READING PASSAGE:
As a rule, a boy will do anything, or almost anything, to go to a
theatre. His delight in the drama is extreme--it possesses and absorbs
him completely. Mr. Pepys has left on record Tom Killigrew's "way of
getting to see plays when he was a boy." "He would go to the 'Red
Bull' (at the upper end of St. John Street, Clerkenwell), and when the
man cried to the boys--'Who will go and be a devil, and he shall see
the play for nothing?' then would he go in and be a devil upon the
stage, and so get to see plays." In one of his most delightful papers,
Charles Lamb has described his first visit to a theatre. He "was not
past six years old, and the play was 'Artaxerxes!' I had dabbled a
little in the 'Universal History'--the ancient part of it--and here
was the Court of Persia. It was being admitted to a sight of the past.
I took no proper interest in the action going on, for I understood not
its import, but I heard the word Darius, and I was in the midst of
'Daniel.' All feeling was absorbed in vision. Gorgeous vests, gardens,
palaces, princesses, passed before me. I knew not players. I was in
Persepolis for the time, and the burning idol of their devotion almost
converted me into a worshipper. I was awe-struck, and believed those
significations to be something more than elemental fires. It was all
enchantment and a dream. No such pleasure has since visited me but in
dreams." Returning to the theatre after an interval of some years, he
vainly looked for the same feelings to recur with the same occasion.

RECORDS SHOWN:
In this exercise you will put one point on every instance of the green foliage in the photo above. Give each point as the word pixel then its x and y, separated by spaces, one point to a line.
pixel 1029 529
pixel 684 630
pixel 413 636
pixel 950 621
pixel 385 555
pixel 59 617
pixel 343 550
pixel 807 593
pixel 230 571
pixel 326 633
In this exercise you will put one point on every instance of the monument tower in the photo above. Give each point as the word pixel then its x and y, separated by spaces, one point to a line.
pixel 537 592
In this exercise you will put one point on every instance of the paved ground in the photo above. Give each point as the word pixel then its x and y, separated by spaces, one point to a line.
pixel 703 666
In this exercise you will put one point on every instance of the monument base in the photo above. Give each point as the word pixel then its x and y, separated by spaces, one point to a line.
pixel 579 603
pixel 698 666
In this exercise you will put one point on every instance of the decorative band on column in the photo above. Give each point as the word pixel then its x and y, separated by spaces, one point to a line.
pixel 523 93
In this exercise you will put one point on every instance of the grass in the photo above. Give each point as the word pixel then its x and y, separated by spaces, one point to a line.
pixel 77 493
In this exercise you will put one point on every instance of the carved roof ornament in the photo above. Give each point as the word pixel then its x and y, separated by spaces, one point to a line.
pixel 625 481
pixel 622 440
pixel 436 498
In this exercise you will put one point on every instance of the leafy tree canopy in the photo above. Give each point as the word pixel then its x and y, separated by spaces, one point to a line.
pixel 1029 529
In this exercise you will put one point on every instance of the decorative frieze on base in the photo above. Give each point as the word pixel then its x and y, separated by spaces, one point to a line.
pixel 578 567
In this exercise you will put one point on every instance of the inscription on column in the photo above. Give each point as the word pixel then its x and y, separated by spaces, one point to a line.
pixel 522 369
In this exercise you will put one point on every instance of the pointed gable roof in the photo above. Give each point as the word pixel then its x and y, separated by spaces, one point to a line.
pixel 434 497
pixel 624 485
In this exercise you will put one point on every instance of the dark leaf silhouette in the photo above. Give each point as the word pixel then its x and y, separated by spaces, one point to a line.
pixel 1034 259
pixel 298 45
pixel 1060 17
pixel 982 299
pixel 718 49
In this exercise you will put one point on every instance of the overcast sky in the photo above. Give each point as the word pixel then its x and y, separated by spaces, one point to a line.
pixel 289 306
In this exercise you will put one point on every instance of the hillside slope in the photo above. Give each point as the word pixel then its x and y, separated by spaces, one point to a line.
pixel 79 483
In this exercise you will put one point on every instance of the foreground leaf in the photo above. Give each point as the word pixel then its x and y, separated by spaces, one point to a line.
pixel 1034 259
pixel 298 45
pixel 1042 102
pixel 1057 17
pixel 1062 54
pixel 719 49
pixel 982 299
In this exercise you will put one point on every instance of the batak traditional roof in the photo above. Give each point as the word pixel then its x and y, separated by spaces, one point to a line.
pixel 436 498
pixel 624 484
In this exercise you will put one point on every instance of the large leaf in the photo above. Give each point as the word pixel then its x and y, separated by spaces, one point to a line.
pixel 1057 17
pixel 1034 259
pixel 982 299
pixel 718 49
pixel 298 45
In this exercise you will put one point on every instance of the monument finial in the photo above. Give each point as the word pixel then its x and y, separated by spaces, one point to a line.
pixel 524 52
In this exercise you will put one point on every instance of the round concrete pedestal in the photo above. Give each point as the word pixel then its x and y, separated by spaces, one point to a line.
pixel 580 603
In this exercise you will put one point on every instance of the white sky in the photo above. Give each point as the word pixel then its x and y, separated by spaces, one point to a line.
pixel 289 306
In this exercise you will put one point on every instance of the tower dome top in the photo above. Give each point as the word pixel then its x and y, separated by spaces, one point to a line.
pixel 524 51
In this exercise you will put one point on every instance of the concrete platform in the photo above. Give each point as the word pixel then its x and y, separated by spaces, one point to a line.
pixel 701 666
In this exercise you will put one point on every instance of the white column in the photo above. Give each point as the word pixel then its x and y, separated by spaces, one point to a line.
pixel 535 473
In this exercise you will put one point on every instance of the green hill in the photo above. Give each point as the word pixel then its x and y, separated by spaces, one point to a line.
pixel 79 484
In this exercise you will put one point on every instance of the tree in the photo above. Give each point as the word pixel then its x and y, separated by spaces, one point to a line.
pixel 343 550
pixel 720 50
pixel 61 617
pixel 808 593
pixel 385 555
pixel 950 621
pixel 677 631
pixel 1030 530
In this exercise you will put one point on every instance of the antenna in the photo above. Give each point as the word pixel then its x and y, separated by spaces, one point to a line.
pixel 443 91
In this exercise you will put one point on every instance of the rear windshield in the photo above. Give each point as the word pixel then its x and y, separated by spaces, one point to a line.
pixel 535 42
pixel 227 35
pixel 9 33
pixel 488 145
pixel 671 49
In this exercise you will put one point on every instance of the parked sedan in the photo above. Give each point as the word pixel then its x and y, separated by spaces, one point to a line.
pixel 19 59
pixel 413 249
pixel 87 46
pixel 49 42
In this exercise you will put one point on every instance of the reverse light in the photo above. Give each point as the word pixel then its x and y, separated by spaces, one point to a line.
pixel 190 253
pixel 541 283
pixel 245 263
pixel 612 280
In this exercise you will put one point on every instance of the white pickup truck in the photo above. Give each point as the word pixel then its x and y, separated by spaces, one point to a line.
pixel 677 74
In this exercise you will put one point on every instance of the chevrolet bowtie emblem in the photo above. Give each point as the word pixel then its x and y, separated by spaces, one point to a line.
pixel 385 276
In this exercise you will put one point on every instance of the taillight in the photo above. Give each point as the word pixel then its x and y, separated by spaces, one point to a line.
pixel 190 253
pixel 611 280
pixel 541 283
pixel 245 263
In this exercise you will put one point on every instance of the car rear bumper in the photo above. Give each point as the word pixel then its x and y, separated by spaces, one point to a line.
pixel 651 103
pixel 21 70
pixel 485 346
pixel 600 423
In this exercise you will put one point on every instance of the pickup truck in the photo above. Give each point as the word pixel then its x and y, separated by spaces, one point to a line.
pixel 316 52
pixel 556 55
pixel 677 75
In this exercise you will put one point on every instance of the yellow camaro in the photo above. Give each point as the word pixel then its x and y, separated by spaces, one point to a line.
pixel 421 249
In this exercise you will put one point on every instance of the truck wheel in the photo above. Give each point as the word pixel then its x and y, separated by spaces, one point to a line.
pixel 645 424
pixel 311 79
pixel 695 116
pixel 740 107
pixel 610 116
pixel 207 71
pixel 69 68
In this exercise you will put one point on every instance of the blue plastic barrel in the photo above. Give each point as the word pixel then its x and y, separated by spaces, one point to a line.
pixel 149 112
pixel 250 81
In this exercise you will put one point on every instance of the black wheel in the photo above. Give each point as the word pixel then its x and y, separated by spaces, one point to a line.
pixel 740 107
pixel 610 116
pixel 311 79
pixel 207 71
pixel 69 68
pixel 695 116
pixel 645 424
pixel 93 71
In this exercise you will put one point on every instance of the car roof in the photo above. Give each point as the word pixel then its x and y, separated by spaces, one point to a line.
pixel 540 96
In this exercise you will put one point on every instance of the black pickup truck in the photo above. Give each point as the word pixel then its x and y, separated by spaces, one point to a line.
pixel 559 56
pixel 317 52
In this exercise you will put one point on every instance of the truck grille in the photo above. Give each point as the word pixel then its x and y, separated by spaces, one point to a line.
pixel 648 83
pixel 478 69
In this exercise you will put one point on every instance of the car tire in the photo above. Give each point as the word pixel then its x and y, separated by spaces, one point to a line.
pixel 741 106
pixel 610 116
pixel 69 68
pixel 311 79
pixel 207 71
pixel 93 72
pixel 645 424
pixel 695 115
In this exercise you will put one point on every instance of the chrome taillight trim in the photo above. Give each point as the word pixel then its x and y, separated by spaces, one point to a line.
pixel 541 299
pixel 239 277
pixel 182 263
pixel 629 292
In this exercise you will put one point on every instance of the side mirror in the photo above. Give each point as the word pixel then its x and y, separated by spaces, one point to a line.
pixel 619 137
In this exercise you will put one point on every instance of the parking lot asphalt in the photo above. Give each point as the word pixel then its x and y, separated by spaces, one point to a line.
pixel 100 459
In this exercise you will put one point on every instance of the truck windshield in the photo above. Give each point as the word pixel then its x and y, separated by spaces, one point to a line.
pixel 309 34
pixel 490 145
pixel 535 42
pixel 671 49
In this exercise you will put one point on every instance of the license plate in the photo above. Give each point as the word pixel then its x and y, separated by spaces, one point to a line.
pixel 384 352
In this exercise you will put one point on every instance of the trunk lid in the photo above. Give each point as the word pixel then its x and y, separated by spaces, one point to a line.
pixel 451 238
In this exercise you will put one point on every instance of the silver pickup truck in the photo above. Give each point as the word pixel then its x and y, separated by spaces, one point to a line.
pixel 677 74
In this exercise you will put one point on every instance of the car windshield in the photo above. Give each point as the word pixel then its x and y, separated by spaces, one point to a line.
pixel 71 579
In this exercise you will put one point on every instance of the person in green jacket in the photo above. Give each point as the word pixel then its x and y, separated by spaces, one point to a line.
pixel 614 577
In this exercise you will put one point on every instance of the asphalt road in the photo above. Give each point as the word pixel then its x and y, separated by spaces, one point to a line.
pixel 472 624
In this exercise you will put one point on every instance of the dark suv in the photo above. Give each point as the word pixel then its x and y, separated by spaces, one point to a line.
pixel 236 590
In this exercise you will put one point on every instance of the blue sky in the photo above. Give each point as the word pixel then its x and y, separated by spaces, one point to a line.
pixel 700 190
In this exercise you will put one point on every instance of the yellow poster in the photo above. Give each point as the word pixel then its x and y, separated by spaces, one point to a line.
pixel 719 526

INSTRUCTION A: Copy out the rows word for word, starting with the line containing "of the concrete" and ending with the line containing "pixel 49 42", both included.
INSTRUCTION B: Resume the passage about boys and the theatre from the point where it ends.
The passage and the rows were taken from unrelated sources.

TASK RESPONSE A:
In this exercise you will put one point on every instance of the concrete platform in the photo above. Give each point as the word pixel then its x and y, separated by spaces, one point to a line.
pixel 701 666
In this exercise you will put one point on every instance of the white column in the photo above. Give each point as the word pixel then its x and y, separated by spaces, one point to a line.
pixel 535 473
In this exercise you will put one point on every instance of the green hill in the photo above. Give each point as the word pixel then its x and y, separated by spaces, one point to a line.
pixel 79 484
In this exercise you will put one point on every instance of the tree in the photo above. Give each point as the word pixel then its x and y, separated by spaces, one point to a line.
pixel 343 550
pixel 720 50
pixel 61 617
pixel 808 593
pixel 385 555
pixel 950 621
pixel 677 631
pixel 1030 530
In this exercise you will put one point on every instance of the antenna in the photo above. Give each point as the word pixel then its x and y, separated by spaces, one point to a line.
pixel 443 91
In this exercise you will put one point on every instance of the rear windshield in the photo above. Give each point as the word pixel then its x and y, separated by spaces, one point to a line.
pixel 535 42
pixel 227 35
pixel 9 33
pixel 488 145
pixel 671 49
In this exercise you will put one point on every instance of the parked sedan in the photo above. Give each point as the word pixel then its x and y, separated by spaces, one point to a line.
pixel 19 59
pixel 413 249
pixel 87 46
pixel 49 42

TASK RESPONSE B:
He was disappointed. "At the first period I knew nothing, understood
nothing, discriminated nothing. I felt all, loved all, wondered
all--'was nourished I could not tell how.' I had left the temple a
devotee, and was returned a rationalist. The same things were there
materially; but the emblem, the reference was gone! The green curtain
was no longer a veil drawn between two worlds, the unfolding of which
was to bring back past ages, to present a 'royal ghost'--but a certain
quantity of green baize, which was to separate the audience for a
given time from certain of their fellow-men who were to come forward
and pretend those parts. The lights--the orchestra lights--came up a
clumsy machinery. The first ring, and the second ring, was now but a
trick of the prompter's bell--which had been, like the note of the
cuckoo, a phantom of a voice; no hand seen or guessed at which
ministered to its warning. The actors were men and women painted. I
thought the fault was in them; but it was in myself, and the
alteration which those many centuries--of six short twelvemonths--had
wrought in me." Presently, however, Lamb recovered tone, so to speak,
as a playgoer. Comparison and retrospection soon yielded to the
present attraction of the scene, and the theatre became to him, "upon
a new stock, the most delightful of recreations."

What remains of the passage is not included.